That trip has stayed with me like none other.  From the Sumela monastery near Trabzon, the Alps-like hills near Uzungol, the grit of Erzurum, the haunting ruins of Ani, and the Kurdish wedding we unexpectedly attended in Dogubeyazit, to the weirdly severe and austere architecture of Ankara, the amazing caves of Cappadocia, the long walk through the Ilhara Valley, and finally the warm, soft waves of the Mediterranean in the seaside village of Side, I fell for Turkey.  What had started out as a goof turned into a new area of inquiry and interest.  Until then for me Turkey was a country run by a guy named Turgut Ozal of whom President George H. W. Bush seemed to be particularly fond.  It was a big Muslim country that had been the colonial power in the Middle East for 500 years or so, but my interest lay with the Arab world, specifically Palestinians, and their conflict with the Israelis.

After I returned to Jerusalem from Turkey toting a Fenerbahce jersey and a large Turkish flag as souvenirs, I began to read about Turkish history and politics.  Books by Bernard Lewis, Kemal Karpat, and Feroz Ahmad were my formal introductions to the country.  It was almost exactly seven years after my backpacking adventure, when the Turkish General Staff succeeded in ending the country’s first experiment with Islamist-led government, that gave me an insight that led to my dissertation and later my first book. I suppose that for as long as I have been working on the Middle East professionally, people might have assumed that I am, and always have been, an Egypt obsessive, but it was Turkey that had an earlier impact on my intellectual development.

Besides piquing my curiosity, one of the things that stuck with me all these years was the uncommon kindness of everyone I/we met during those four weeks on the road.  Turks looked after us, made sure we got on the correct bus, took the right dolmus, and helped us find hotels/hostels in out-of-the-way places.  One memorable moment came when Mark and I sat down at a local restaurant the afternoon we arrived in Dogubeyazit.  As we stuffed ourselves silly, a bunch of large men, dressed in black and toting military rifles, sat down next to us.  They looked at us and we looked at them.  We discovered through their broken English that they were Turkish soldiers of some sort (we assumed they were special forces operators) who were fighting the PKK in the nearby mountains.  They made it clear to us—in the nicest way possible for guys with large guns—that we should not leave our hotel after dark.  We appreciated the heads-up and were a bit freaked out that we stupidly stumbled into a war zone, and grabbed the first bus out of town the next morning, to where I do not remember.  Another time when a bus never showed up in a small town where we spent the night, a guy took pity on the two yabanci and drove us to a town where he knew we could find transportation to our next destination.  He refused our efforts to pay him for his trouble.

PROBLEMS TO SOLVE »
1. Print the section of the Turkey travel passage starting with "That trip has" and going on through "with the Israelis.".
2. Carry on writing the Turkey travel passage from the point where it stops.
The data has nothing to do with the Turkey travel passage.

SUPPLIED DATA »
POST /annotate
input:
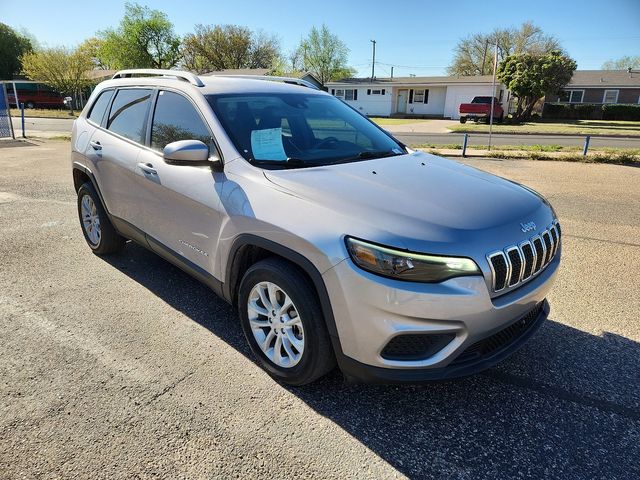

SET OF ANSWERS »
1.
That trip has stayed with me like none other.  From the Sumela monastery near Trabzon, the Alps-like hills near Uzungol, the grit of Erzurum, the haunting ruins of Ani, and the Kurdish wedding we unexpectedly attended in Dogubeyazit, to the weirdly severe and austere architecture of Ankara, the amazing caves of Cappadocia, the long walk through the Ilhara Valley, and finally the warm, soft waves of the Mediterranean in the seaside village of Side, I fell for Turkey.  What had started out as a goof turned into a new area of inquiry and interest.  Until then for me Turkey was a country run by a guy named Turgut Ozal of whom President George H. W. Bush seemed to be particularly fond.  It was a big Muslim country that had been the colonial power in the Middle East for 500 years or so, but my interest lay with the Arab world, specifically Palestinians, and their conflict with the Israelis.

2.
The warm feelings toward Turkey and Turks that I developed in the early 1990s  were only reinforced some years later when my wife and I lived in Ankara for an extended period of time.  I am sorry to say, however, that they have begun to wane. Turkey is endlessly fascinating, but it is no longer fun.  I cherish my friendships with Turks and value my professional relationship with a long list of Turkish academics, journalists, and business leaders, but there is no denying any longer the fact that the environment for someone like me has become downright hostile.

For the better part of the last three years, it seems that every time I write about Turkey, I am subjected to a stream of disturbing and conspiracy-laden criticism that almost always concludes that my arguments about Turkey’s eroding strategic position in the Middle East or the illiberal turn in its domestic politics are not a function of research and careful analysis. Rather, to Turkish officials, journalists, a few academics, and a slew of Twitter trolls, my work reflects my Jewish faith and thus some kind of special attachment to Israel and the Israel lobby that compels me to compromise my professional integrity to smear Turkey for the benefit of the Netanyahu government. Anyone who has spent any time reading my work would know that this is fantasy.  They would also know that I welcome substantive critiques on the merits of my arguments.  In the interest of full disclosure, I am indeed Jewish, though my religion has never been a factor in my work.  I have Israeli friends and I also have three Mexico-born second cousins who, by dint of their American mother’s second marriage to an Israeli national, spent part of their lives growing up in greater Tel Aviv.  One is now a successful artist in Mexico City, another teaches English literature at the University of Georgia, and the other lives near Haifa with his wife and children.  I have also spoken to AIPAC groups.

It is easy to dismiss the fairly regular attacks on me and my identity as nonsense and the unfortunate price I pay for working on controversial topics, but it has gone well beyond the bounds of civil discourse and belies Turkish claims to being an inclusive and tolerant society.  I do not know how many times I have heard how the Ottoman Empire accepted the Jews of Spain during the Inquisition and how the remnant of that community remains and thrives in Istanbul and Izmir.  Yet that was a long time ago and from what I understand, Turkish Jews are leaving for the United States, Canada, Europe, and Israel because they no longer feel welcome in their own home.

There is no direct evidence that the Justice and Development Party or government officials are engaged in an effort to smear crudely and delegitimize critics of Turkish policy, but they have certainly created an environment in which it has become the norm.  In my own case, it began when I wrote a piece in May 2011 for Foreign Policy.com titled, “Arab Spring, Turkish Fall,” in which I observed that for a variety of structural, historical, and political factors, Turkey was unlikely to lead the Middle East in ways that Ankara and its cheerleaders in the West assumed.  Almost immediately I began hearing from friends who relayed to me inquiries from journalists and people in official circles in Ankara asking if I had written such a critical piece because I am Jewish.  Of course, my religious background did not matter when I wrote “Cheering an Islamist Victory” for the Boston Globe in July 2007 after AKP garnered 47 percent of the popular vote in that year’s national elections.  More recently, a Turkish journalist named Kahraman Haliscelik who works for Turkish Radio and Television (TRT) in New York City wondered on Twitter why I was no longer a “friend of Turkey,” suggesting that I was working on behalf of Israel.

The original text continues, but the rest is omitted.